_TAREFAS_
A. Indique se cada afirmação está de acordo com o excerto sobre o Brexit, respondendo sim ou não e citando as palavras decisivas: (i) o país oficial vê o Brexit com bons olhos; (ii) os emigrantes nas Ilhas Britânicas receiam que o fim da livre circulação de trabalhadores os prejudique; (iii) no excerto afirma-se haver sinais de que as autoridades locais se vão auto infligir danos.
B. Transcreva do excerto sobre o Brexit o trecho que vai de "Com o que se" até "já lá vamos.", inclusive.
C. No excerto sobre o Brexit, entre "o reformado" e "a próxima refeição", enumere por ordem cada grupo de concidadãos referido e aquilo com que se preocupa.

**** EXCERTO ****

Temos então que o país oficial não vê o Brexit com bons olhos. E os meus concidadãos, dos quais falava a princípio? A minha suspeita é que se estão nas tintas: há muito tempo que o reformado se preocupa com a sua pensão, o funcionário público com o seu lugar, o empregado com o seu emprego, o doente com a data da consulta ou da operação, alguns pobres ou ciganos com o RSI, os desempregados com o tempo que falta para acabar o subsídio, os empresários com as empresas, o sem-abrigo com a próxima refeição e todos com o Campeonato Europeu. Intuem confusamente, com razão, que o que conta para o país não se decide cá, que na dúvida é melhor apoiar quem lhes põe alguns euros no bolso, mesmo que poucos, e que entre uma gente sorridente que lhes promete um futuro radioso em que não acreditam e outra sombria que lhes promete sangue, suor e lágrimas já a seguir, mais vale ir pelos primeiros - pode ser que dure. Quando for preciso virar o bico ao prego, cá estarão: ninguém votou no eng.º Sócrates, não é verdade?
Com o que se passa nas Ilhas Britânicas preocupam-se os emigrantes lá, que supõem que o fim da livre circulação de trabalhadores os pode prejudicar. Pode, de facto, se as autoridades locais resolverem auto infligir-se danos. Há sinais disso? Não vejo. E também não vejo que nas negociações de saída não seja possível salvaguardar os interesses dos trabalhadores portugueses - já lá vamos.

**** DADOS FORNECIDOS ****

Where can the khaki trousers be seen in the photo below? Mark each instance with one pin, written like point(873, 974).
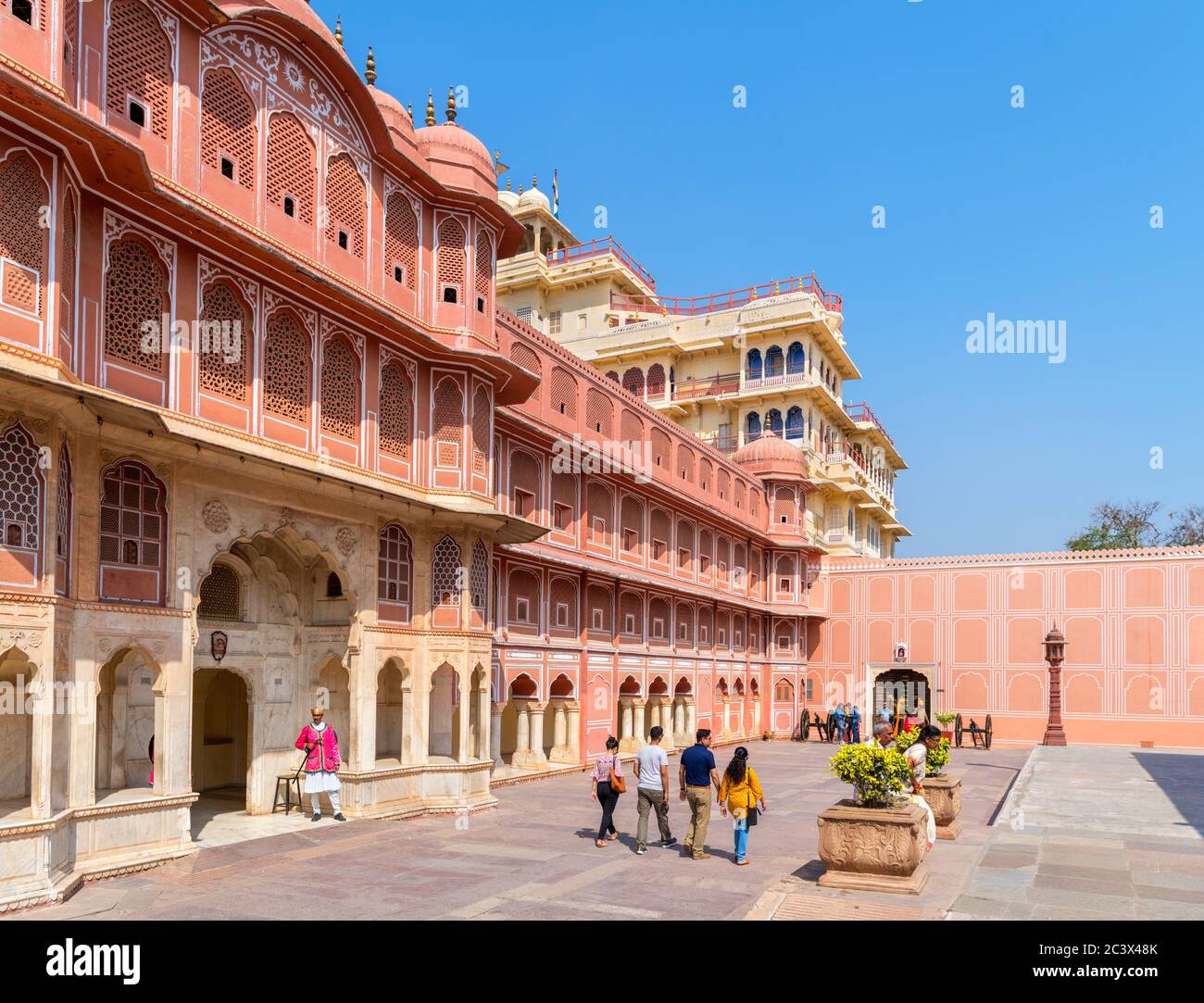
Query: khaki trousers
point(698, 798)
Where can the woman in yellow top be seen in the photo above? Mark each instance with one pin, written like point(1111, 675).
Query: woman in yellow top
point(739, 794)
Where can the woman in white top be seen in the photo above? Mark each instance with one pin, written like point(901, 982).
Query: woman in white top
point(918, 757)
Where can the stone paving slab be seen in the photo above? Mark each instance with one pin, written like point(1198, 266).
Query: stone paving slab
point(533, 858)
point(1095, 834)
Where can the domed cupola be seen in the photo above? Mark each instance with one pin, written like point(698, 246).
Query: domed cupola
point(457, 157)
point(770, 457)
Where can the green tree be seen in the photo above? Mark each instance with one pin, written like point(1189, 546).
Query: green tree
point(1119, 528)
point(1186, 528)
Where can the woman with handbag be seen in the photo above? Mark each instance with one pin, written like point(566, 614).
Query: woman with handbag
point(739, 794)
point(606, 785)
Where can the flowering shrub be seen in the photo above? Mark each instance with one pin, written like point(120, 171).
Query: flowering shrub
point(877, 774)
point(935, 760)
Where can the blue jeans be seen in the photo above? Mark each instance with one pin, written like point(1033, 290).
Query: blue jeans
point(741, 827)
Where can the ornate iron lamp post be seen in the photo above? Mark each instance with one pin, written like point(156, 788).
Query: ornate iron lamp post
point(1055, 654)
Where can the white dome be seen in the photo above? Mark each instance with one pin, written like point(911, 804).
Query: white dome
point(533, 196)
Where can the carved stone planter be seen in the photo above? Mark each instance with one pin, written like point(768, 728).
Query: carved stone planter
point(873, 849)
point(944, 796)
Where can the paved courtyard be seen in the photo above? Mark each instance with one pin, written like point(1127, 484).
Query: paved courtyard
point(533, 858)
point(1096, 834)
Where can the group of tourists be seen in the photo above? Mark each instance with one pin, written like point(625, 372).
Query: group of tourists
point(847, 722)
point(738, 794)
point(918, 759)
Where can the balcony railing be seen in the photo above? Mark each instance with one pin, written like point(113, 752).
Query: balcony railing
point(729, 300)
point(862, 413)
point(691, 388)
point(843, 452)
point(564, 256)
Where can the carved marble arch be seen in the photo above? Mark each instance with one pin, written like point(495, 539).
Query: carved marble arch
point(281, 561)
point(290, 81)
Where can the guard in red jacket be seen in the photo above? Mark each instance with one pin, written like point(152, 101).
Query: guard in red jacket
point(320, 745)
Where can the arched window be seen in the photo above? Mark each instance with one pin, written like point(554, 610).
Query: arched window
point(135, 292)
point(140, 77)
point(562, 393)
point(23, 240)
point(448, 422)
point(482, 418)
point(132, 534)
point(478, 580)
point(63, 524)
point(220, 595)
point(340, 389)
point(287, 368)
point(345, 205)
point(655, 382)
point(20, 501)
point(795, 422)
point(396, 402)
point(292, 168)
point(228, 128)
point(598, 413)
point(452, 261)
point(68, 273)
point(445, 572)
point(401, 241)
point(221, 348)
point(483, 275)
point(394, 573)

****
**** DADOS FORNECIDOS ****

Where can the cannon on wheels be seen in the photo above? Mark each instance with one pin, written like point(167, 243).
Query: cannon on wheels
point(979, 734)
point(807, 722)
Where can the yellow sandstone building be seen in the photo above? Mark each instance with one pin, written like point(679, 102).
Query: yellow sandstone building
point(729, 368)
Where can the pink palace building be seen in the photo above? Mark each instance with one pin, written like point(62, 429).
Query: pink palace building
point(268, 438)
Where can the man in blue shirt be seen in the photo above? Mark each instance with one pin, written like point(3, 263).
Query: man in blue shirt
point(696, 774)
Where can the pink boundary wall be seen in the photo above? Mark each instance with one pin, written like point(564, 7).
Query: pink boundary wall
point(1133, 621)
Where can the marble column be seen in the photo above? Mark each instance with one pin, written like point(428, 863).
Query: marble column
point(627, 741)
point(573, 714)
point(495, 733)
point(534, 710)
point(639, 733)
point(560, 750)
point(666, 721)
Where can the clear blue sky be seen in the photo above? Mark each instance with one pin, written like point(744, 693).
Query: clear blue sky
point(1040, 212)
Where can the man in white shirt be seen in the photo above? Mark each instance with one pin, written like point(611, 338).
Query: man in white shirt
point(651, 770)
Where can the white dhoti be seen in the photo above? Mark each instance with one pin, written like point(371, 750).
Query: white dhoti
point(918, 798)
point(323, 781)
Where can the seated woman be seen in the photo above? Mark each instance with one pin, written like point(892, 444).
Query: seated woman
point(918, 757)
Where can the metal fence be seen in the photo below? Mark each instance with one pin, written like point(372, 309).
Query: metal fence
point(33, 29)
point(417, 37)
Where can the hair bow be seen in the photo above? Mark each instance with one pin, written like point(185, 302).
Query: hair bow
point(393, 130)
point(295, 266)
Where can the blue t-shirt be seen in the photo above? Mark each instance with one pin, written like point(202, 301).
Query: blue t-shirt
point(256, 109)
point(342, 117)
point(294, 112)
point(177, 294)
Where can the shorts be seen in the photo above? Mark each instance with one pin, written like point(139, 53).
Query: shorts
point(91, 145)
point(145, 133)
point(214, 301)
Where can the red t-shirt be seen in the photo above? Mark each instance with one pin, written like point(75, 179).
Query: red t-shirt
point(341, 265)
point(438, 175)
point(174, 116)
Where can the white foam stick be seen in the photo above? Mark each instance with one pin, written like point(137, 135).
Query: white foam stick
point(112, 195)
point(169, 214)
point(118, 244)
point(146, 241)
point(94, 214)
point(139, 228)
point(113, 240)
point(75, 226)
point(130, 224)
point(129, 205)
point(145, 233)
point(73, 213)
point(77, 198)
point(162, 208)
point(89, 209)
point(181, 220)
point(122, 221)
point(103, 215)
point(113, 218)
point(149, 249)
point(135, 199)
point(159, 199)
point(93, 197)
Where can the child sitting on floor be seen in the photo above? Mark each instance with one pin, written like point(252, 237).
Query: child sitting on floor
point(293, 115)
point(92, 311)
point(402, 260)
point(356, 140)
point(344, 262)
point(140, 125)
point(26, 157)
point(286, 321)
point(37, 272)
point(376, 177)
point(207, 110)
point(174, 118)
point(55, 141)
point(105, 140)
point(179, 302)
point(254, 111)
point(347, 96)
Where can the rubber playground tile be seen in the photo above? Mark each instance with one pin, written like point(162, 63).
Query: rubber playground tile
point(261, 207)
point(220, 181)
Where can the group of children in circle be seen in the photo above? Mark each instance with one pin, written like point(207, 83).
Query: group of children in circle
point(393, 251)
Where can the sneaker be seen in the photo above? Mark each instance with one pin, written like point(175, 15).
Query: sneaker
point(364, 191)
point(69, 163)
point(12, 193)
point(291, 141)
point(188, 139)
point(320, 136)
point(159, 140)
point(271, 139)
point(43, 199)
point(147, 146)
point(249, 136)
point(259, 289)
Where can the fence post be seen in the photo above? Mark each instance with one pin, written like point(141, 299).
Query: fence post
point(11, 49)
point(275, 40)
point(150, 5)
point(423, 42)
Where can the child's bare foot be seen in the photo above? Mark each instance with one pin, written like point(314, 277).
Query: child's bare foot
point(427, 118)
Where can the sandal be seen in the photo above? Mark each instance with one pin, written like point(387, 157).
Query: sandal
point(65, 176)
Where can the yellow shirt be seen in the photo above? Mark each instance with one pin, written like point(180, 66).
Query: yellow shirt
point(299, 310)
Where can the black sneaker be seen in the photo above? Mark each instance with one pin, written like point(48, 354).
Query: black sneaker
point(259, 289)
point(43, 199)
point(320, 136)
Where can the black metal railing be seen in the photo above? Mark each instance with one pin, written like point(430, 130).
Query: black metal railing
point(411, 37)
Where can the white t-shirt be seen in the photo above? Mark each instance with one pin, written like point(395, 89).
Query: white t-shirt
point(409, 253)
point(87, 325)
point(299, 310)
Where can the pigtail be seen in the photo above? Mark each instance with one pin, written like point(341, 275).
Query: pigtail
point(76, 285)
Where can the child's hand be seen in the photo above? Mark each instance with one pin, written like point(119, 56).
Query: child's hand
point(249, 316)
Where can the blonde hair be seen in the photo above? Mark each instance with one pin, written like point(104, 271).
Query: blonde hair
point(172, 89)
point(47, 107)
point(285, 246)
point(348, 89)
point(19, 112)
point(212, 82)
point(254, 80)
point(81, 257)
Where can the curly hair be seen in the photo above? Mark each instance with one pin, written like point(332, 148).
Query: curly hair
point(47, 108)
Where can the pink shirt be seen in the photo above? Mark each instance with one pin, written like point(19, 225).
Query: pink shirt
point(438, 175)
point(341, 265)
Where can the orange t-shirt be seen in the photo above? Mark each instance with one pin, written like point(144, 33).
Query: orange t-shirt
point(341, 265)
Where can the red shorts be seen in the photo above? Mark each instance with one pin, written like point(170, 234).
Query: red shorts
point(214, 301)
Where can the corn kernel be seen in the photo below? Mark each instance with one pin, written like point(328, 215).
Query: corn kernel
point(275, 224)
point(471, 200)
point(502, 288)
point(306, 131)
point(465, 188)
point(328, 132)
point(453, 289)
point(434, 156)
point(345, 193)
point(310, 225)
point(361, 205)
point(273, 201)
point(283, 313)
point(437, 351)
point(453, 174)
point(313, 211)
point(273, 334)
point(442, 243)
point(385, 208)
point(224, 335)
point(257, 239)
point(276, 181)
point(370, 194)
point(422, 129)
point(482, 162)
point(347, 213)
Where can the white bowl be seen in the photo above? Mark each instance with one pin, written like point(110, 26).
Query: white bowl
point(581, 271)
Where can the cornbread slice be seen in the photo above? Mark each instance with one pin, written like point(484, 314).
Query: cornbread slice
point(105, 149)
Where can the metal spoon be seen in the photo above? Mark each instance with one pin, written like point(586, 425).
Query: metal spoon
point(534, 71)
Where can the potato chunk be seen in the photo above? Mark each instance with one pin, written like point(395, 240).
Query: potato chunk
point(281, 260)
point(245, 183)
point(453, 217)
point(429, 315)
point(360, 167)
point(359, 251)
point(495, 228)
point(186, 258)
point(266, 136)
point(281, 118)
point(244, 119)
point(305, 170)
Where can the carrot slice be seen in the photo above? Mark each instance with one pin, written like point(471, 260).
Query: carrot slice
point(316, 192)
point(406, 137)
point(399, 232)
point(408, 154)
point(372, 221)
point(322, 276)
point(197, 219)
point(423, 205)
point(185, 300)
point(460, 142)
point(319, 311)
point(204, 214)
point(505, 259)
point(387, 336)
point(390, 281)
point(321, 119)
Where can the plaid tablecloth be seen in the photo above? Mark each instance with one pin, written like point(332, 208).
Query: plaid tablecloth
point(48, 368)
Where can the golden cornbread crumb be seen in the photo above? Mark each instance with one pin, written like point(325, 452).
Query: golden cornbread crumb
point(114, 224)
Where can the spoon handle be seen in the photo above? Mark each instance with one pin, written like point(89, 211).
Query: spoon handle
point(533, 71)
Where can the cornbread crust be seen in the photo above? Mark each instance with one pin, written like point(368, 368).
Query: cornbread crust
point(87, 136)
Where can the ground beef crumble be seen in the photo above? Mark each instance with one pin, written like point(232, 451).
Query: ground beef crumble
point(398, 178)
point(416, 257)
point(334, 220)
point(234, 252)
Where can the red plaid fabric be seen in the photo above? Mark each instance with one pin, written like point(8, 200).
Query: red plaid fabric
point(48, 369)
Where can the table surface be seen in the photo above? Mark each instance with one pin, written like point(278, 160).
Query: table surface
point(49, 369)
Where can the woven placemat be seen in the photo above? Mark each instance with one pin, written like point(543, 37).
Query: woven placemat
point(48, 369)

****
**** DADOS FORNECIDOS ****

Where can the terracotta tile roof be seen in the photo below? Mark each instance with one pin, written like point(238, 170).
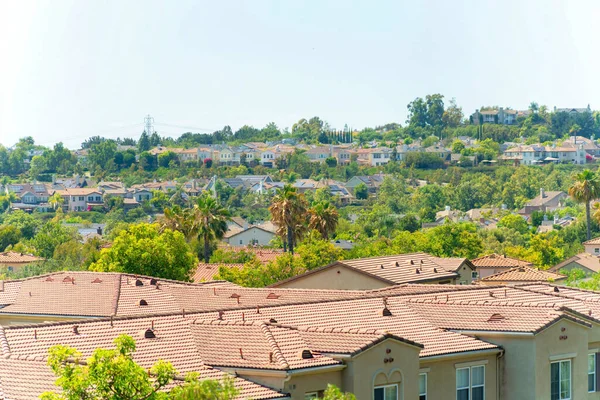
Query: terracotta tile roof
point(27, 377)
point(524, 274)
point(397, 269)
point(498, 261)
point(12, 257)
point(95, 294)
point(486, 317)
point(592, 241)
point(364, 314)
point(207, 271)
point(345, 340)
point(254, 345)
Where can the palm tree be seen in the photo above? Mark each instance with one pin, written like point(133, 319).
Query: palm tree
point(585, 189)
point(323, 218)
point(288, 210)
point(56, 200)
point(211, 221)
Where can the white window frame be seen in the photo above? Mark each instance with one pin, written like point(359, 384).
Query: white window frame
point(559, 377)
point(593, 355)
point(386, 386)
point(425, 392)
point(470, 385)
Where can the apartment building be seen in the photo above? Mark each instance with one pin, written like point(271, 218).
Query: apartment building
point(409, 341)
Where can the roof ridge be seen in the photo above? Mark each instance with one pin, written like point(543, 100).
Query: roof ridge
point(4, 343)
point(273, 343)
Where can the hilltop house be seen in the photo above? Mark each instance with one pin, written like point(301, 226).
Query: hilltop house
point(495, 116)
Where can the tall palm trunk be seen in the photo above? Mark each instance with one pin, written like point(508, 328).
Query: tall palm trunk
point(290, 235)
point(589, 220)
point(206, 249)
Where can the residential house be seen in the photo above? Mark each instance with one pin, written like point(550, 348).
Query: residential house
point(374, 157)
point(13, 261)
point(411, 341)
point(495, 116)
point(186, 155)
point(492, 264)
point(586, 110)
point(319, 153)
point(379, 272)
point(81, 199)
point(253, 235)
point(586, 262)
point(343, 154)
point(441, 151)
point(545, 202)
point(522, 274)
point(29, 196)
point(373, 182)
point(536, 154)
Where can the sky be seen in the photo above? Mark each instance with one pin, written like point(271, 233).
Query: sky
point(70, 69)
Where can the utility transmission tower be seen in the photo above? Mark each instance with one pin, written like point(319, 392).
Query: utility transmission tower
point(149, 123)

****

_RESPOSTAS POR TAREFA_
A.
(i) Não: "Temos então que o país oficial não vê o Brexit com bons olhos."
(ii) Sim: "preocupam-se os emigrantes lá, que supõem que o fim da livre circulação de trabalhadores os pode prejudicar."
(iii) Não: "Há sinais disso? Não vejo."

B.
Com o que se passa nas Ilhas Britânicas preocupam-se os emigrantes lá, que supõem que o fim da livre circulação de trabalhadores os pode prejudicar. Pode, de facto, se as autoridades locais resolverem auto infligir-se danos. Há sinais disso? Não vejo. E também não vejo que nas negociações de saída não seja possível salvaguardar os interesses dos trabalhadores portugueses - já lá vamos.

C.
- o reformado: a sua pensão
- o funcionário público: o seu lugar
- o empregado: o seu emprego
- o doente: a data da consulta ou da operação
- alguns pobres ou ciganos: o RSI
- os desempregados: o tempo que falta para acabar o subsídio
- os empresários: as empresas
- o sem-abrigo: a próxima refeição